(Object detection data)
+---+

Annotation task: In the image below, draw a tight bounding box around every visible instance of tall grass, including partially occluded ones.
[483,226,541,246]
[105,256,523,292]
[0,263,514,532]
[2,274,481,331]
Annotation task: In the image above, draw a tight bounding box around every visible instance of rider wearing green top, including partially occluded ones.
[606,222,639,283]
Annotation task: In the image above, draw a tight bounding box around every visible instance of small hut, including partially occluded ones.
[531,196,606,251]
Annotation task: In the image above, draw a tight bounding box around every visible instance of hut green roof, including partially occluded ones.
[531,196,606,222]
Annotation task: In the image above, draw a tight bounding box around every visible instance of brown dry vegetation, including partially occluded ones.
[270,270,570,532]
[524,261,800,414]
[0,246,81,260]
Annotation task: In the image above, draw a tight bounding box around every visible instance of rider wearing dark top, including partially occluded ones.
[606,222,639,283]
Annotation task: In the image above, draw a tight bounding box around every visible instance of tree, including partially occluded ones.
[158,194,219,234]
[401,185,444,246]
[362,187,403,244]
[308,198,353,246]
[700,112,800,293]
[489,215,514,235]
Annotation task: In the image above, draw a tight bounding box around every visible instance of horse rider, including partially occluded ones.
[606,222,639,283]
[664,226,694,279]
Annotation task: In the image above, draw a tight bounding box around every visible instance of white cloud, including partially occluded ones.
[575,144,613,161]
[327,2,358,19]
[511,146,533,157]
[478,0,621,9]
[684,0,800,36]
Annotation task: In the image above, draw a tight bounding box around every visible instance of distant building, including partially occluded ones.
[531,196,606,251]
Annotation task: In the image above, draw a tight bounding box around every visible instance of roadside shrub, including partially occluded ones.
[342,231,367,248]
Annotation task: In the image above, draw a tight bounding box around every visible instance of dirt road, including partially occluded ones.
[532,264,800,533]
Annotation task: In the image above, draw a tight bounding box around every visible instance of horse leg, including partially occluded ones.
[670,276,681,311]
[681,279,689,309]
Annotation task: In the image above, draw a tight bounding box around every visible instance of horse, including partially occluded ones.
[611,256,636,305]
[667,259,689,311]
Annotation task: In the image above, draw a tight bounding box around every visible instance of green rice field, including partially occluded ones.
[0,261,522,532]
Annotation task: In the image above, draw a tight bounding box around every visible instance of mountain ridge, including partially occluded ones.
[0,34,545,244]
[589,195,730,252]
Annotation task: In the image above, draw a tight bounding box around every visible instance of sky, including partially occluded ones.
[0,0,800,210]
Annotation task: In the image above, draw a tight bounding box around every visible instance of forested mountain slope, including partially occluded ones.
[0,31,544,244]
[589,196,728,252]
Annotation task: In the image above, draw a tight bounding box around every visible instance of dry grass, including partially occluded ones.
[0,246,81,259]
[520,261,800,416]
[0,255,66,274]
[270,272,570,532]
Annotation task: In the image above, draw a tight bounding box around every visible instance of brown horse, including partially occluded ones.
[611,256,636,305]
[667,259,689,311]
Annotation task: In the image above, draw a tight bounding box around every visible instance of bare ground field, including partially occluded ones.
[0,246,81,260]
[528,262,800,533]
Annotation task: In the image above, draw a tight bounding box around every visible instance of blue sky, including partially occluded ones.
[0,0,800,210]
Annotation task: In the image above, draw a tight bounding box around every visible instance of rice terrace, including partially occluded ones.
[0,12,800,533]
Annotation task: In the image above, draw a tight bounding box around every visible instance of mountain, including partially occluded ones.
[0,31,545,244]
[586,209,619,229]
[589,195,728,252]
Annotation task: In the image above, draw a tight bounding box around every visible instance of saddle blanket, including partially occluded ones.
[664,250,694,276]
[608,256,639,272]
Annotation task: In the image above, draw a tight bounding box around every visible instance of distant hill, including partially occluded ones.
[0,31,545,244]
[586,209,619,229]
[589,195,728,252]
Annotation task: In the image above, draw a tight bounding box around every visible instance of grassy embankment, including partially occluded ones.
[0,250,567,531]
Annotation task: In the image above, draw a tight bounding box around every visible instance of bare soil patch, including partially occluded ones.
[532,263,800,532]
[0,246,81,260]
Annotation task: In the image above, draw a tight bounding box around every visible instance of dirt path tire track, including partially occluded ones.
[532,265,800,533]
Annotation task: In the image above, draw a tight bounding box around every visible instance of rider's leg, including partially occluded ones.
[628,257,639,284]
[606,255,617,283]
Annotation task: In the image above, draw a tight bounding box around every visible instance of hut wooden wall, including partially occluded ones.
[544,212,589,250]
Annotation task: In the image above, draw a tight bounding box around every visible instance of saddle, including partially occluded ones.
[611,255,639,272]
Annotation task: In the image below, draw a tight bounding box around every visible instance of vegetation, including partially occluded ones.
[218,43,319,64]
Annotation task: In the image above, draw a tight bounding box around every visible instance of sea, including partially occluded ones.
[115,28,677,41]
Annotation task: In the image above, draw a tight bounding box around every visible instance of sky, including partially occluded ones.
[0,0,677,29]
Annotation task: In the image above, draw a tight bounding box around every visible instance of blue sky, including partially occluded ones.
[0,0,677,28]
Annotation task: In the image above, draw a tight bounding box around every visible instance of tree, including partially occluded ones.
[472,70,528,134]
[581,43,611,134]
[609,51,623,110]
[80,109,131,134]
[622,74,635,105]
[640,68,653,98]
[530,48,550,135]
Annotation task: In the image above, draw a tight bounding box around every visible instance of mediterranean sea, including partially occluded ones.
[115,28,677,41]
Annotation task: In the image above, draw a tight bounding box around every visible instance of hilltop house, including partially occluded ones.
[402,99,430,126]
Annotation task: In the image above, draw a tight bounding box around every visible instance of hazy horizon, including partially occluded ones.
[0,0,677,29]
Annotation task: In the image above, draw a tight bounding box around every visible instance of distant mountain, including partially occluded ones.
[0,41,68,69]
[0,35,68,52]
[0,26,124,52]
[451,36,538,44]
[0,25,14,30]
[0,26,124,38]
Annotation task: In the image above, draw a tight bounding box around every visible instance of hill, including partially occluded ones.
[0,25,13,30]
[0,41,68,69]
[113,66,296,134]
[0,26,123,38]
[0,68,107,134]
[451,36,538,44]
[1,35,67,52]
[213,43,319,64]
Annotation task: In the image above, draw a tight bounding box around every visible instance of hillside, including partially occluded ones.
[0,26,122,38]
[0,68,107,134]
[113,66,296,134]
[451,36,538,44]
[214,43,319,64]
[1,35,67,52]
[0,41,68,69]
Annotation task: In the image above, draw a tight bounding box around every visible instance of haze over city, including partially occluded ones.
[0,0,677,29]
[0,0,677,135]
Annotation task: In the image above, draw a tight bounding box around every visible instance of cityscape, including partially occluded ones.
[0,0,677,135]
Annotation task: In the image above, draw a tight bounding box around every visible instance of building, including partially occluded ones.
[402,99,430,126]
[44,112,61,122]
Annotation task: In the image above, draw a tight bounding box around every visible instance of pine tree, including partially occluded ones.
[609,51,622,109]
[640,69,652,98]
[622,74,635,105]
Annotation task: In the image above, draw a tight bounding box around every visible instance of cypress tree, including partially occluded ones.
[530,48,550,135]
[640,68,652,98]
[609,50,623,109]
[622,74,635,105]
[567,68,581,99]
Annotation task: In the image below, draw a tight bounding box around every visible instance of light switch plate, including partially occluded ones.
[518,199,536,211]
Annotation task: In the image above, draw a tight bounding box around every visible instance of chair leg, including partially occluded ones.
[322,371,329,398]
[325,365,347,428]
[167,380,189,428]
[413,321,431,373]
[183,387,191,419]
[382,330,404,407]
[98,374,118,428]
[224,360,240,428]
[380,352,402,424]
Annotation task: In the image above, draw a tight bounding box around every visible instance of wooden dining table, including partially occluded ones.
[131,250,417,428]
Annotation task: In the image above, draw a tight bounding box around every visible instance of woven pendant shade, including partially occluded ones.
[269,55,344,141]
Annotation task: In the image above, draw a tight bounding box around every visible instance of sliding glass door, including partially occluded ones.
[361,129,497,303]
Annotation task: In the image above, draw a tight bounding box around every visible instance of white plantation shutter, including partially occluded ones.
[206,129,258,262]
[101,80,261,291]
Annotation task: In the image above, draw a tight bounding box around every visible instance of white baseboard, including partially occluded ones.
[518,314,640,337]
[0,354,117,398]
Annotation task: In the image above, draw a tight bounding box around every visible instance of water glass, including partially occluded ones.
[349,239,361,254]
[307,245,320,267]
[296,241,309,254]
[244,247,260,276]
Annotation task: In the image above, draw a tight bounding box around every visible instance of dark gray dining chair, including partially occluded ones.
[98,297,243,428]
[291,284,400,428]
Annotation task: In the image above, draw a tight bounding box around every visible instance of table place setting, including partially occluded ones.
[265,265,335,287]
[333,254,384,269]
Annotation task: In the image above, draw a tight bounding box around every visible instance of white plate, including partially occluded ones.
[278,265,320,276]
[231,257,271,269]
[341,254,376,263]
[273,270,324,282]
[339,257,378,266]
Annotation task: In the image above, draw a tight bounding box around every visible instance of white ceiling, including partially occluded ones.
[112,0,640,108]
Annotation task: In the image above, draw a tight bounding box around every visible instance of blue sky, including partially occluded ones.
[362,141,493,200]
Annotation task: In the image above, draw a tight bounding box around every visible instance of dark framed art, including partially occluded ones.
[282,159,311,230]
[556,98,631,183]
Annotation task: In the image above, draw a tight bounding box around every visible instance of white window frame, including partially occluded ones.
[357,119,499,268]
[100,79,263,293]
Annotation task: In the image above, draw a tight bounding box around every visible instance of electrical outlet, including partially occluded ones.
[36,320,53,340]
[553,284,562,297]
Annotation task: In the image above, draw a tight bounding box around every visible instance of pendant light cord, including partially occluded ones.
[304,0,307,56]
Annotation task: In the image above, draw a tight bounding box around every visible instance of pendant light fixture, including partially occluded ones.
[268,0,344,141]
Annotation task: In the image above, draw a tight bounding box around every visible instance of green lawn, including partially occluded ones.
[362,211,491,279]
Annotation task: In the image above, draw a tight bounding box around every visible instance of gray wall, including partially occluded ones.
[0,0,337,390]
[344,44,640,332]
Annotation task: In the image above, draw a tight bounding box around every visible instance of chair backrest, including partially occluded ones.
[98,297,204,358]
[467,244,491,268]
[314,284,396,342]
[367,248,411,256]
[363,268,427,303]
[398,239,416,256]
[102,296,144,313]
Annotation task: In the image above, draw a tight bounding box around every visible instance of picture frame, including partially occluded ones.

+---+

- Written request: Rescale the items from the first line up to and including the line with "[664,226,694,279]", writing out every line again with the requests included. Multiply each bounding-box coordinate in the answers by 1.65 and round it to a whole number, with halves rounding up.

- Written reply:
Annotation task: In the image below, draw a tight bounding box around every visible instance of tall grass, including partially occluded ones.
[797,373,893,406]
[173,422,863,482]
[0,434,848,878]
[3,452,794,546]
Annotation task: In the image above, draw a tight bounding box around every visible instance of rider wearing green top, including partially occluded ones.
[1000,366,1054,467]
Annotation task: In the image above, draw a tight bounding box around every visible instance of small hut, including partially occluded ones.
[876,323,1000,414]
Annotation task: In the image above, draw a tight bounding box around every visible instance of hut green roof, including partially occluded ones.
[876,323,1000,366]
Annotation task: In the image above, draw a tight bounding box around every visible instance of brown dry vegetation, including partially occluded ones.
[446,446,941,878]
[865,431,1320,683]
[0,406,134,429]
Annotation task: In the image above, draw a tight bounding box around every visible instance of rider wearing dark top, including partially occluded ones.
[1000,366,1054,467]
Annotation task: In the image above, draw a tight bounding box around every visible instance of tree, including partially occluded ones.
[261,320,361,386]
[662,305,733,406]
[597,309,665,403]
[508,327,582,406]
[1155,185,1320,483]
[807,355,848,388]
Annotation task: In the image above, draw a tight bounding box around every visible instance of horse rider, including partially occluded ones.
[1000,366,1054,467]
[1096,373,1145,460]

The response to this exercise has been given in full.